* **Natural language region descriptions**:
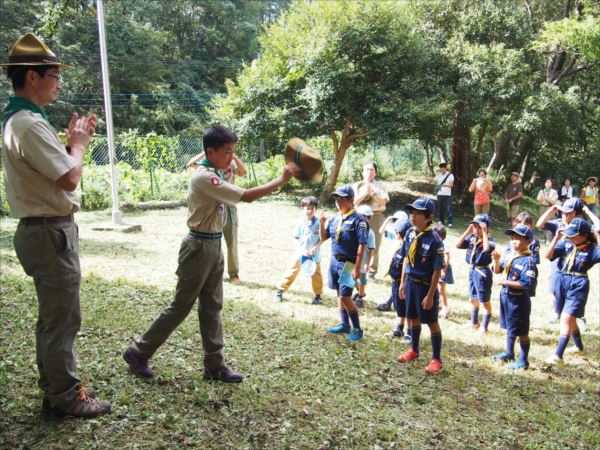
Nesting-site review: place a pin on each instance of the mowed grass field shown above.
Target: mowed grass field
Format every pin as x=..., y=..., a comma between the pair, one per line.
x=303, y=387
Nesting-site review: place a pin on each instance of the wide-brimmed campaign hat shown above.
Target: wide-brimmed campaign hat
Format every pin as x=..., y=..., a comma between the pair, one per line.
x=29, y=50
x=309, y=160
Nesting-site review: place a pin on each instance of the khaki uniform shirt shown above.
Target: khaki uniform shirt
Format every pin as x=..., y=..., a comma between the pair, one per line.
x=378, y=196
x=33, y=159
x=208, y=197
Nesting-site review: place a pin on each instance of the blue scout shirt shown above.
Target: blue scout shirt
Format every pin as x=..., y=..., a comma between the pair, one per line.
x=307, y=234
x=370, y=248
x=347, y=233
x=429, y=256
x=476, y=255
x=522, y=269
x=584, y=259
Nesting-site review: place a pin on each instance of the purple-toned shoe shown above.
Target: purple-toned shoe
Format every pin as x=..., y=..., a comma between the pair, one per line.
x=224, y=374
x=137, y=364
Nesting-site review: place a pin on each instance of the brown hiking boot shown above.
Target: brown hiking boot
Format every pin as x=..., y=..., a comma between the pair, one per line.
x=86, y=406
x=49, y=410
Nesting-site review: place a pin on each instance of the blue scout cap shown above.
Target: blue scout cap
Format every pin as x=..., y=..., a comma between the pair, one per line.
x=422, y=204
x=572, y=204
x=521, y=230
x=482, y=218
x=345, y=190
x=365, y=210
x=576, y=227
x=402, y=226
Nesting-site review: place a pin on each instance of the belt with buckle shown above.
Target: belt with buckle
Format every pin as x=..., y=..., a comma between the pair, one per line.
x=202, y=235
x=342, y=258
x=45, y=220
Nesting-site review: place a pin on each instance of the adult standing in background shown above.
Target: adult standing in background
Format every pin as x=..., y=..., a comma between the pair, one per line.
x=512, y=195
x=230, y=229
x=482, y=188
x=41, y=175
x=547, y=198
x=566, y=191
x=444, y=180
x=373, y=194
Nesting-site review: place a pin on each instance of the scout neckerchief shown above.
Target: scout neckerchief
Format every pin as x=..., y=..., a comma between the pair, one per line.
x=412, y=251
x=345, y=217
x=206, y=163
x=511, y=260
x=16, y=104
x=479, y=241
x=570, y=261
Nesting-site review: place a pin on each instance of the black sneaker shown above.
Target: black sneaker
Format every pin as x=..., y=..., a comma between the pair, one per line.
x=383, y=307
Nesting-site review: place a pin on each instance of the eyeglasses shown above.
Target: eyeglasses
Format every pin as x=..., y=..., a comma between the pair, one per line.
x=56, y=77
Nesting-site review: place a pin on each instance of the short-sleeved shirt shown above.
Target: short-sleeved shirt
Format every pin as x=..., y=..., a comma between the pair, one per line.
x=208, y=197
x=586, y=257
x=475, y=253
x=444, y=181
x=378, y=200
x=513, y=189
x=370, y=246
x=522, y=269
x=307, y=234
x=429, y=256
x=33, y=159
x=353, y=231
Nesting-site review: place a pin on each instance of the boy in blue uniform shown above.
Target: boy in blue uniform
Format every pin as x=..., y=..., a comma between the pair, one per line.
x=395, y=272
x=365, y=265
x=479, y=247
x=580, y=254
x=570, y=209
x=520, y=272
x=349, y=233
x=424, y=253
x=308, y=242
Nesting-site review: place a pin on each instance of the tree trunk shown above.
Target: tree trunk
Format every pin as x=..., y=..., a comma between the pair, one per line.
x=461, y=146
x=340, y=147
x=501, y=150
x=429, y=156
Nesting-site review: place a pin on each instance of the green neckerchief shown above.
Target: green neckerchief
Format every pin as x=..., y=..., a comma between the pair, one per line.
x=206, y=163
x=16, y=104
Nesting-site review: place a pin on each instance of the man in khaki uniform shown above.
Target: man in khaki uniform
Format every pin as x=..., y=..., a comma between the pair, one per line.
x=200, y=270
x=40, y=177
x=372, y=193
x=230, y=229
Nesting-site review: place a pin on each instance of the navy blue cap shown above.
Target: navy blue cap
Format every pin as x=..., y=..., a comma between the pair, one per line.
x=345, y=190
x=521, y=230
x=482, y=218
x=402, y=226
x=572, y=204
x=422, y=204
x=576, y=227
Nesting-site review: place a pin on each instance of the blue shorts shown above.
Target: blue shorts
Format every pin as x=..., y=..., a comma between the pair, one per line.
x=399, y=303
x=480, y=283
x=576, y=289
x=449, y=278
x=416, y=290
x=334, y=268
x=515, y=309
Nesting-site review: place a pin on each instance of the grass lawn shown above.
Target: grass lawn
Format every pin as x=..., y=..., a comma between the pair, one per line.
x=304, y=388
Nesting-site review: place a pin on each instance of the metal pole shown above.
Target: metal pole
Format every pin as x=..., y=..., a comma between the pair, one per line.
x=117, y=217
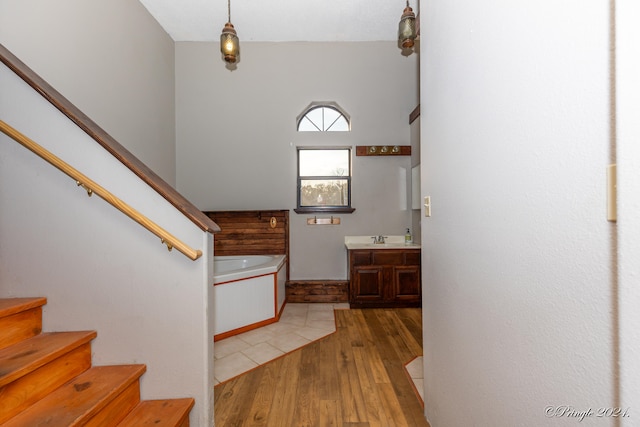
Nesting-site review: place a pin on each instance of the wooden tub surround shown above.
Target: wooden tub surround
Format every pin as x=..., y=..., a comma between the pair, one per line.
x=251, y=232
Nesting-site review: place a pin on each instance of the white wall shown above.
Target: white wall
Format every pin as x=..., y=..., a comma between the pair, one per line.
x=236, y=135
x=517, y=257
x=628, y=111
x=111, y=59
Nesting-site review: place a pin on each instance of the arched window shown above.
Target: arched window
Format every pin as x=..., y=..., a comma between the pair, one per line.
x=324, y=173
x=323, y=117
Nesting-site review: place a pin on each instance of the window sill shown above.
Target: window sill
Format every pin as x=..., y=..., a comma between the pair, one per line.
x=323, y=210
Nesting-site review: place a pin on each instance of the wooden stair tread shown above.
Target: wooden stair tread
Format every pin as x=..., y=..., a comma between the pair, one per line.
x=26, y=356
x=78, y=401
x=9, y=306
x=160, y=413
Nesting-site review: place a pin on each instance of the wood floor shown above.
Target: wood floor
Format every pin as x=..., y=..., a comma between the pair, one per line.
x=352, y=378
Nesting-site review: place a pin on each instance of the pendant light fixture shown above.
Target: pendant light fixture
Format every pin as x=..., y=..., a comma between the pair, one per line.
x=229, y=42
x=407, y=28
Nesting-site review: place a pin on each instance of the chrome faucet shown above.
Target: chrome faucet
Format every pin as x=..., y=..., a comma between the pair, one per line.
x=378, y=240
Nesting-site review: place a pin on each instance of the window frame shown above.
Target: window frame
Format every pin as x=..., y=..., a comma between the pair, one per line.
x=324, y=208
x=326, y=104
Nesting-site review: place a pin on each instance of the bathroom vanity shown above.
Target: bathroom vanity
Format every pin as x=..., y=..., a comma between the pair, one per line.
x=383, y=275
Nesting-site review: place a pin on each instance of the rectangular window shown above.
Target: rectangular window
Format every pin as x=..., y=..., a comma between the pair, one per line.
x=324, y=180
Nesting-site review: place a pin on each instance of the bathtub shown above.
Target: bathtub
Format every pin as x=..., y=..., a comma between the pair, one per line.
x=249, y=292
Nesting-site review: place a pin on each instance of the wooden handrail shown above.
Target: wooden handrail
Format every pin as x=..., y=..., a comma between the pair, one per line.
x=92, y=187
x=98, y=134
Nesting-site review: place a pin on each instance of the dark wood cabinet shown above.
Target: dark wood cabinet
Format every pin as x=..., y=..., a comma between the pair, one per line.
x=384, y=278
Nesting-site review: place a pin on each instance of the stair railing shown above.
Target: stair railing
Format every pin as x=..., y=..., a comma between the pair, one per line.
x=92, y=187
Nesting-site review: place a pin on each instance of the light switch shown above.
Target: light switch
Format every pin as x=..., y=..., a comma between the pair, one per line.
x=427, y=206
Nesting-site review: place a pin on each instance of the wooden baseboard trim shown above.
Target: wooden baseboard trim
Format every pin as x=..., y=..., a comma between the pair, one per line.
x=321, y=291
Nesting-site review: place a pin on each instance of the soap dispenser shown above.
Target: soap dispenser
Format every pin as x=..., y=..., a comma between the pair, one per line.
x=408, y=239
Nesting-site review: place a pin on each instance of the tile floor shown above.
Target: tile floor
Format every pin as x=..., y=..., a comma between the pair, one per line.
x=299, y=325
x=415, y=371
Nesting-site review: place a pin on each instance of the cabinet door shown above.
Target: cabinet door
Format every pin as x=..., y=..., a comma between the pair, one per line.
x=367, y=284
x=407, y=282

* **Exercise**: Look above for the line with "Target: chrome faucet" and the line with "Nesting-site review: place a pin on each instance of the soap". Retype those two lines and every line between them exactly, adding nothing.

* **Solution to this task**:
Target: chrome faucet
Format every pin as x=..., y=..., a comma between the pair, one per line.
x=378, y=240
Nesting-site review: place a pin on each instance of the window frame shown above.
Target: window frame
Format every pin as x=..., y=..., a comma between the pair, one per line.
x=324, y=208
x=326, y=104
Nesting-site review: place a pin on each instance of the bathroom vanity shown above.
Target: bathroom vanity
Format every pin as x=..., y=..., a comma between the pair, one per line.
x=383, y=275
Nesting-site review: place a pin on each instance of the rectangular window shown above.
Target: rectangular window
Format every pin as x=..., y=..., a comma between the pair, one per line.
x=324, y=180
Nesting-site review: place a pin on each instance of the bathtub shown above.
Target: bathtub
Format every pin as x=..., y=..., a comma between the pair, one per line.
x=249, y=292
Nesting-site review: place a pin on each instance of the wooden handrail shown above.
Target: wooden handrail
Format every pin as x=..., y=..., a comma between the pair, one per line.
x=92, y=187
x=98, y=134
Nesting-site review: place a pin on each instance of the dark wood cabinet shown above.
Target: dark wood cabinet
Format every pin as x=..., y=..., a comma between the pair, one per line.
x=384, y=278
Nesting-site review: place a pin on each instance of the stair railing shown above.
Target: stair railing
Format every pin as x=..., y=..., a comma between the pair, one per line.
x=92, y=187
Nesting-site review: place a pin on each instance of the light switch shown above.
Target: light switch
Format every pin as x=..., y=..., a comma between the pair, one per line.
x=427, y=206
Nesting-site review: place a pin on each instance of the wooden baseboard trim shown above.
Target: wooden baseboard trim
Format every pin as x=..., y=..., a comma between the pair, one per line.
x=321, y=291
Nesting-site review: place a pin on each instance of the soap dispenser shown above.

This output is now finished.